= What is required =
From the records below, output exactly the lines running from the line containing "x=528 y=307" through the line containing "x=560 y=338", and no others.

= Records for this task =
* * *

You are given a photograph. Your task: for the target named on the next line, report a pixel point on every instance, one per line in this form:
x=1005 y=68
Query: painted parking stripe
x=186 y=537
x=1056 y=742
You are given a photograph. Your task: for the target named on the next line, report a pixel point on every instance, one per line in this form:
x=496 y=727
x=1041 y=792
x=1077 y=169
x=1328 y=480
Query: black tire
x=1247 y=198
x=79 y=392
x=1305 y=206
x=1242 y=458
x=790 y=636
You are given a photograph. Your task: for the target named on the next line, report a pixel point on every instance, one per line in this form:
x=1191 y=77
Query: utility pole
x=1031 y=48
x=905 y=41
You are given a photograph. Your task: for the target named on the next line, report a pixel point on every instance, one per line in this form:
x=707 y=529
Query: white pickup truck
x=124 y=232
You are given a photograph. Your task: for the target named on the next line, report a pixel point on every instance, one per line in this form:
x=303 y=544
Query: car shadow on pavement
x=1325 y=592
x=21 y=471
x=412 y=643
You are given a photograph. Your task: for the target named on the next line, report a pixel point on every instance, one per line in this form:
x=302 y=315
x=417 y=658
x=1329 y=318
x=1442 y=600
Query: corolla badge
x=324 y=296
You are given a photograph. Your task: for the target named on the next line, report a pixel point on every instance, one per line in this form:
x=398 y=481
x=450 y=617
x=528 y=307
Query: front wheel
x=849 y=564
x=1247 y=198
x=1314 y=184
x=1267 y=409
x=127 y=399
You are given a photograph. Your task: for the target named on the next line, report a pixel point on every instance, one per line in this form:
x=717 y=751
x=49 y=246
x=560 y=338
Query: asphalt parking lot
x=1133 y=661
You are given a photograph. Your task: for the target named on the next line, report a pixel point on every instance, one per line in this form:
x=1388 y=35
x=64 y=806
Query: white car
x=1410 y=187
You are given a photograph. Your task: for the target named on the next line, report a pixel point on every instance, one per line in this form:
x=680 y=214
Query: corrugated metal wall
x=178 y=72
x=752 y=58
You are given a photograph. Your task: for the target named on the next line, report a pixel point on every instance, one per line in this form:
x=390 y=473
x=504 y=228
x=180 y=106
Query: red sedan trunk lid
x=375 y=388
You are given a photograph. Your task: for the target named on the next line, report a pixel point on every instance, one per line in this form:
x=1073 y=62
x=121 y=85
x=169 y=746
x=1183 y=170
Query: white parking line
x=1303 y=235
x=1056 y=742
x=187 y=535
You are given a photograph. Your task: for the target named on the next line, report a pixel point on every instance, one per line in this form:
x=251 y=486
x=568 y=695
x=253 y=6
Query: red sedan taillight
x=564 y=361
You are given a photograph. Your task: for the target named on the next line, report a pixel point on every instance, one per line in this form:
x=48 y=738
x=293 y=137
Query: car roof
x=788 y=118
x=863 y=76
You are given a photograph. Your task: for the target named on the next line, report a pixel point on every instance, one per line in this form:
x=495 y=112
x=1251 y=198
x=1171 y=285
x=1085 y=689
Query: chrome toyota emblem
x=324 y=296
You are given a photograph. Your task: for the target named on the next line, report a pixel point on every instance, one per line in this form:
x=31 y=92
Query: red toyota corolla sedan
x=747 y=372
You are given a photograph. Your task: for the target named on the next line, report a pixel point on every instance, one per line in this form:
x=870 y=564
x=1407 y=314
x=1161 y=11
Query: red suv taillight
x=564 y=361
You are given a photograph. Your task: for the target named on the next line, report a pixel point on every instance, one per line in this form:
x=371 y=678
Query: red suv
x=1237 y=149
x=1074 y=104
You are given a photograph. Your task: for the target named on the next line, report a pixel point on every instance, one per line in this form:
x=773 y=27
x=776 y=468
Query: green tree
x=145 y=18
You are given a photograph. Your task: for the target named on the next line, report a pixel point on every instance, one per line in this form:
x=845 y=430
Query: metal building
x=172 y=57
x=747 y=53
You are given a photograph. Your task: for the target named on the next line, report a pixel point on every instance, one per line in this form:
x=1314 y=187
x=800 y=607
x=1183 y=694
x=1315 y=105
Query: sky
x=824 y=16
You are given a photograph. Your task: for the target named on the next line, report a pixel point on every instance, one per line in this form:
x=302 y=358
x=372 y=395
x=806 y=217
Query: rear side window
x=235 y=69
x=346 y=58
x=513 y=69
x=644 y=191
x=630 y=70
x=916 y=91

* * *

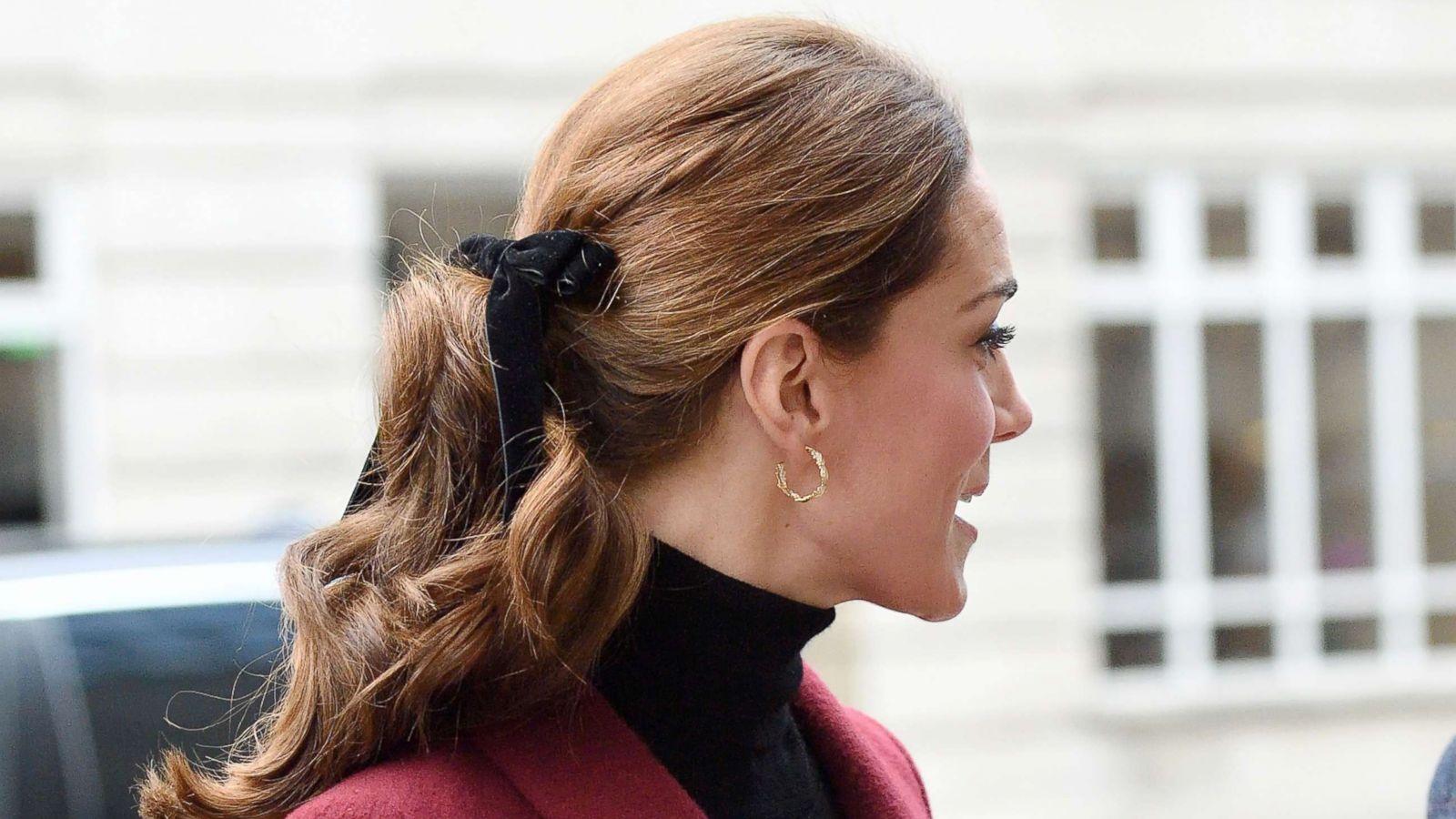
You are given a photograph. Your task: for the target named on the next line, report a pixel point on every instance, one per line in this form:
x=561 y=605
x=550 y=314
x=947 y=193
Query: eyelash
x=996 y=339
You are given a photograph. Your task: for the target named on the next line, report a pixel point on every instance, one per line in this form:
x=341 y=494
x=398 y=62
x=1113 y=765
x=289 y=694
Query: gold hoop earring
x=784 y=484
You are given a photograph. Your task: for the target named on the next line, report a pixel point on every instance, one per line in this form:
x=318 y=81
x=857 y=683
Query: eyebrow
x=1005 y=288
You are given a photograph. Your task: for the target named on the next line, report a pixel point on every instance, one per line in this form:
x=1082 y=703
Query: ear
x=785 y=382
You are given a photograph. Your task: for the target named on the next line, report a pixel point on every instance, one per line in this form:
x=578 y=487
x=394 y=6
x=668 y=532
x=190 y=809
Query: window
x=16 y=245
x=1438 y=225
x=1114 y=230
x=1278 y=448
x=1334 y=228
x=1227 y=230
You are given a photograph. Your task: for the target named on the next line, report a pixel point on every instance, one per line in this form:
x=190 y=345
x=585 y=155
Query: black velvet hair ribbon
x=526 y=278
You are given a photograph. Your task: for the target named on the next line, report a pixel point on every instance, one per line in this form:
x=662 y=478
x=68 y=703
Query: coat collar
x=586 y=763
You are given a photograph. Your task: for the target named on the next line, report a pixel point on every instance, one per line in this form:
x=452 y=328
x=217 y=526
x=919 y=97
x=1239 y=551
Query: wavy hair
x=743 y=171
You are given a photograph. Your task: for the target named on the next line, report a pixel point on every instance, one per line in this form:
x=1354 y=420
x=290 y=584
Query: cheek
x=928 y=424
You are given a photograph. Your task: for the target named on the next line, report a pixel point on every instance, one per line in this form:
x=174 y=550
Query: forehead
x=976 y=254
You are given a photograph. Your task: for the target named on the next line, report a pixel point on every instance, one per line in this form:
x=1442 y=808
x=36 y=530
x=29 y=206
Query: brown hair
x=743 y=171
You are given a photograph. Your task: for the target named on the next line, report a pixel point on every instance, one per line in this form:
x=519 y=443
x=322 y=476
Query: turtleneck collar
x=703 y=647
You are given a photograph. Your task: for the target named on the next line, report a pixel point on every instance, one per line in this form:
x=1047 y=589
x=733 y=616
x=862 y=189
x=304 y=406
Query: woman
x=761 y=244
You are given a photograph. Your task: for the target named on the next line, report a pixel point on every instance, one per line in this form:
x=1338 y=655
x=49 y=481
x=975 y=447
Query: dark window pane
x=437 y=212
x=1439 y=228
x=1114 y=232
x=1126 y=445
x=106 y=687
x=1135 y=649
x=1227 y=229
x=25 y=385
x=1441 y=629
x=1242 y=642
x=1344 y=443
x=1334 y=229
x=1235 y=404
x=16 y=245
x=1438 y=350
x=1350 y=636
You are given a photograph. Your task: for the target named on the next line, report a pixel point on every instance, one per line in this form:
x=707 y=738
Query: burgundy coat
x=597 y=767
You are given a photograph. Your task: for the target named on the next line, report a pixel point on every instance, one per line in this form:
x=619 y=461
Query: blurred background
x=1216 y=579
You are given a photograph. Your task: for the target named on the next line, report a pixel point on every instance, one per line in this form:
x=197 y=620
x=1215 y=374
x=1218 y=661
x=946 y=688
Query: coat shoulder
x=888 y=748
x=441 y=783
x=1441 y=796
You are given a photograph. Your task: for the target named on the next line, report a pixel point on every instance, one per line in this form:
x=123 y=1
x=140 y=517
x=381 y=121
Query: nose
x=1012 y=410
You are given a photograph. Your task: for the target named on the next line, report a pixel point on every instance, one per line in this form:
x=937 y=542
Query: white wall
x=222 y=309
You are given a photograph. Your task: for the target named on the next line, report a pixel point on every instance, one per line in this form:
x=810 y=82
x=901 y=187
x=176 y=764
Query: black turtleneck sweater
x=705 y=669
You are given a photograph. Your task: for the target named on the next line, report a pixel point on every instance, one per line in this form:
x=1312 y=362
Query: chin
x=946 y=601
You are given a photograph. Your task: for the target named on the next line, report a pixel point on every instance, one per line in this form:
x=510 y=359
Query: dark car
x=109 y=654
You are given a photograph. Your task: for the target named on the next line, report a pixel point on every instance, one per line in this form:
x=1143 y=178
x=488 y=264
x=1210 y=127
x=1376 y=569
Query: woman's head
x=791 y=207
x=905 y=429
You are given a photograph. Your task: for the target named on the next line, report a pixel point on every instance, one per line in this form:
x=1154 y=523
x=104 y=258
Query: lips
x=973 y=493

* * *

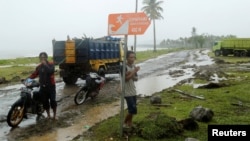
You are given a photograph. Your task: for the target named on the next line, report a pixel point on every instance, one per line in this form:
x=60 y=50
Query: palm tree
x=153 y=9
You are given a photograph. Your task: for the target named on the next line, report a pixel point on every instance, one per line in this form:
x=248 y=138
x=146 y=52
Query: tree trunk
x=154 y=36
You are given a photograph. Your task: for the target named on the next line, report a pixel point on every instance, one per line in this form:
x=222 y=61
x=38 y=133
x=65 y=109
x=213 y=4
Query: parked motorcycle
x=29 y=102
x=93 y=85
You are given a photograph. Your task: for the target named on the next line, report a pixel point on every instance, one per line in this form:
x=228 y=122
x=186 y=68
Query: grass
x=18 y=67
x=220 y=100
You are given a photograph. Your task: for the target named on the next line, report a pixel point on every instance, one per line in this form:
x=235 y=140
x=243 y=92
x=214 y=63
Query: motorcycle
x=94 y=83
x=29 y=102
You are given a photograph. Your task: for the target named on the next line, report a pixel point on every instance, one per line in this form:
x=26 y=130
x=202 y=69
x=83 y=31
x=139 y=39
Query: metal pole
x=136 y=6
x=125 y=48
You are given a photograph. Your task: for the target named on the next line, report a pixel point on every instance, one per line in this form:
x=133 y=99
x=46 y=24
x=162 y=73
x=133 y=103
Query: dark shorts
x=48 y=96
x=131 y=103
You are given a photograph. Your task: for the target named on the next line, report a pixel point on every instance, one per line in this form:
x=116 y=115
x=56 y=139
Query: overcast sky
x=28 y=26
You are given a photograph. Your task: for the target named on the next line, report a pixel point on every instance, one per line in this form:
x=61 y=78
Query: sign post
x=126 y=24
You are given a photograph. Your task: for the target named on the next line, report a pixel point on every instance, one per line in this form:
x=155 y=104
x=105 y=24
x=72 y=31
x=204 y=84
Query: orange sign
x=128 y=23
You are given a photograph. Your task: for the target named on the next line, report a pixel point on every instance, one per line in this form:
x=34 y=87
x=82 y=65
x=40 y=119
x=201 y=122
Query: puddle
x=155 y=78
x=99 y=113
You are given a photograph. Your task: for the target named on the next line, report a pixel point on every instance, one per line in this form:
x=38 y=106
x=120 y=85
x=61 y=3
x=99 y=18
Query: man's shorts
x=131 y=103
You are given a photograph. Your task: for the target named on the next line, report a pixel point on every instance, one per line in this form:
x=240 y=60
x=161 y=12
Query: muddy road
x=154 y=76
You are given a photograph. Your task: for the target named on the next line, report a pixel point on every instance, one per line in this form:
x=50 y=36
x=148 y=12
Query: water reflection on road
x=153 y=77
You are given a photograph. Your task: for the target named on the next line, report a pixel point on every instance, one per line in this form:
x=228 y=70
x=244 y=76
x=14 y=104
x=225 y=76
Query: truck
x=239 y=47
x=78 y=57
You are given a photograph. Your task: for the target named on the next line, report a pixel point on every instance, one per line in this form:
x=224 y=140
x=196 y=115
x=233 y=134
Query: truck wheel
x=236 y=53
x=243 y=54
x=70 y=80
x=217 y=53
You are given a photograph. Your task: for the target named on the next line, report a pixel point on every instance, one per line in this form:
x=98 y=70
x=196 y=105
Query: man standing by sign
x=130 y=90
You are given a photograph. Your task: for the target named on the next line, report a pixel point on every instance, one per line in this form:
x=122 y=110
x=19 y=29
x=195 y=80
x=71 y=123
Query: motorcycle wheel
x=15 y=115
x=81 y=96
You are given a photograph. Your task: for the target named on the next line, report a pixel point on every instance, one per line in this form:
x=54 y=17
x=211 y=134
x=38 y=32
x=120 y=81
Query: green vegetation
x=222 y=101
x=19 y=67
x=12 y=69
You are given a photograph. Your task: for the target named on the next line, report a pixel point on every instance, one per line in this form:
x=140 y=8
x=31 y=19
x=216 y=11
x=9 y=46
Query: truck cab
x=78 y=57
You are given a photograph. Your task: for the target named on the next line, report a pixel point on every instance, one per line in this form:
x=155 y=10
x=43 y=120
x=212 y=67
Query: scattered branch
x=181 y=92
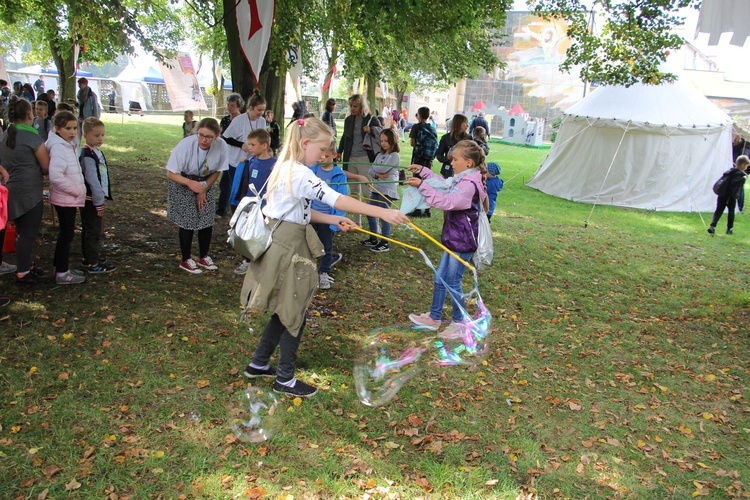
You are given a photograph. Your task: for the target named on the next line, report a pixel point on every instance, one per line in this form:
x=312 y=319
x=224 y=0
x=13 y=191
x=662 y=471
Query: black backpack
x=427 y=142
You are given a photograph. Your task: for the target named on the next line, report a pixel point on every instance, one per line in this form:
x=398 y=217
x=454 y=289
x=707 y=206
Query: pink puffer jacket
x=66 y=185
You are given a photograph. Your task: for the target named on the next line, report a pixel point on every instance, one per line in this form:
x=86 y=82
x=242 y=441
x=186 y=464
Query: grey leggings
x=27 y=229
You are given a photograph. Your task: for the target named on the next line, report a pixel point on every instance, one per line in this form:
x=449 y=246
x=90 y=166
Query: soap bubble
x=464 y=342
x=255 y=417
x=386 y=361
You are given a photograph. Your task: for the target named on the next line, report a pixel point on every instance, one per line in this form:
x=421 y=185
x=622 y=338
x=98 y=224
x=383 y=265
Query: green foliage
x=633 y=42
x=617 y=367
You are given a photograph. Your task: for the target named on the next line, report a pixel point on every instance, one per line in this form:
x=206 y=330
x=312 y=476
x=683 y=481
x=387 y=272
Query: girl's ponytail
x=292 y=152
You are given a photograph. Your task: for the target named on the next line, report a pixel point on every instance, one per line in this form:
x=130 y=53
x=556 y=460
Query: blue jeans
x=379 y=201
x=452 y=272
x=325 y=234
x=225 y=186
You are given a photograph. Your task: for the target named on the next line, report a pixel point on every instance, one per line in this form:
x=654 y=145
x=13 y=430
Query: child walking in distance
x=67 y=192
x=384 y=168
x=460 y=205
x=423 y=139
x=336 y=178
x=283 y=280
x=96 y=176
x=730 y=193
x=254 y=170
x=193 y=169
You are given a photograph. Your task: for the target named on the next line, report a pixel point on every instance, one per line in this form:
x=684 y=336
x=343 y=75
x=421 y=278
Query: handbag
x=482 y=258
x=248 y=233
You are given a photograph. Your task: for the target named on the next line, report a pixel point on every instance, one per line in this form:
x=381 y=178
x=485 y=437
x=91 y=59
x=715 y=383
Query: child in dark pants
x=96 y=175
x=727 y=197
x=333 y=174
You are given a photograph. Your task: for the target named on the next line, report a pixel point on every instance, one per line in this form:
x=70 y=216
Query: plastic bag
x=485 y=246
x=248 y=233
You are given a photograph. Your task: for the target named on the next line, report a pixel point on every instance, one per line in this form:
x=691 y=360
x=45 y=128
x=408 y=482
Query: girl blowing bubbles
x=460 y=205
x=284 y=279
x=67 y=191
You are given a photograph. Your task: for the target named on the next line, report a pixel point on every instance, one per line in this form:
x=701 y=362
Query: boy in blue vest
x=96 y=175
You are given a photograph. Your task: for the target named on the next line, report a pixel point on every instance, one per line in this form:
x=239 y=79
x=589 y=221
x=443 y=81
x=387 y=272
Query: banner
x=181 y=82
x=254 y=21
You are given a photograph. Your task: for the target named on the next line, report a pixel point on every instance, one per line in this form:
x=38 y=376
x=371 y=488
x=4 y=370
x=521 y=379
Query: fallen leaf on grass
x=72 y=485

* * *

= Response to the exercise =
x=528 y=307
Query: front wheel
x=849 y=564
x=1247 y=198
x=1314 y=184
x=1267 y=409
x=127 y=399
You are given a photograph. Your task: for the target named on the next line, report a pixel point on every instance, one per line in this form:
x=717 y=751
x=49 y=246
x=560 y=338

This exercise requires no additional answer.